*Task*. In the listing below, the lines starting with the line with "For each <instance>" and going on through the line with "box: [169, 26, 188, 61]" are to be reproduced exactly, and only those.

*Supplied information*.
+-------+

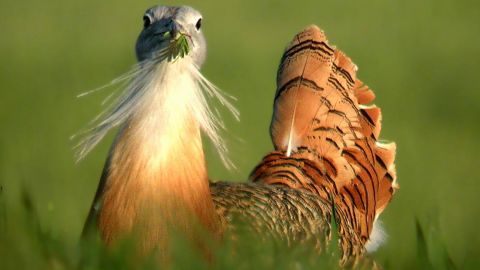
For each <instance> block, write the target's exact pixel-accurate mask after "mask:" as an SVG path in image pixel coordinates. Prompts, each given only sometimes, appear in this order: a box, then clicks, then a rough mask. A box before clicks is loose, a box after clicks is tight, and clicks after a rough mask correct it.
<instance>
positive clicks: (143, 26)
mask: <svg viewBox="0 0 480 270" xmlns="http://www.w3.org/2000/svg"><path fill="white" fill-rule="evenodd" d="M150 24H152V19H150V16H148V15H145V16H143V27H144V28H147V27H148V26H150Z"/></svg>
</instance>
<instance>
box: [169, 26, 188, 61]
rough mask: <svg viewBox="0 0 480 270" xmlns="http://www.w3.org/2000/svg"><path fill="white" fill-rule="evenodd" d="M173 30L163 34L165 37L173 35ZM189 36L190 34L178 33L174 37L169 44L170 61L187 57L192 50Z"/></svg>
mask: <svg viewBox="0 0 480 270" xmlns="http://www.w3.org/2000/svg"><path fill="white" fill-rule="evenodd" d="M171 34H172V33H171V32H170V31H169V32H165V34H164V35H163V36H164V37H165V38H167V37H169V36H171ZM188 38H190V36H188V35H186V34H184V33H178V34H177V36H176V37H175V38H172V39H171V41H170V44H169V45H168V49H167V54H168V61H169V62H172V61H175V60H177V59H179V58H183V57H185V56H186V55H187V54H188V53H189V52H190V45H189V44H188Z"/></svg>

+-------+

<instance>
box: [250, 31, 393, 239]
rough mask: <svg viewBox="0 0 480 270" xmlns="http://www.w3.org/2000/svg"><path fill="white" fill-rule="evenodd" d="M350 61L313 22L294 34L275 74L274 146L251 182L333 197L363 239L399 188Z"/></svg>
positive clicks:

+-------+

*Written solution*.
For each <instance> block, write the target's exact pixel-accurate mask after "mask:" as an SVG path in image pixel coordinates. Prompts, each given only sometimes, appear in this order: a box, then clicks, then a rough mask. A box before clicks is loose, a box after clicks is tight, and clicks after a rough mask correct it.
<instance>
positive clicks: (143, 26)
mask: <svg viewBox="0 0 480 270" xmlns="http://www.w3.org/2000/svg"><path fill="white" fill-rule="evenodd" d="M150 24H152V19H150V16H148V15H145V16H143V27H144V28H147V27H148V26H150Z"/></svg>
</instance>
<instance>
box: [169, 26, 188, 61]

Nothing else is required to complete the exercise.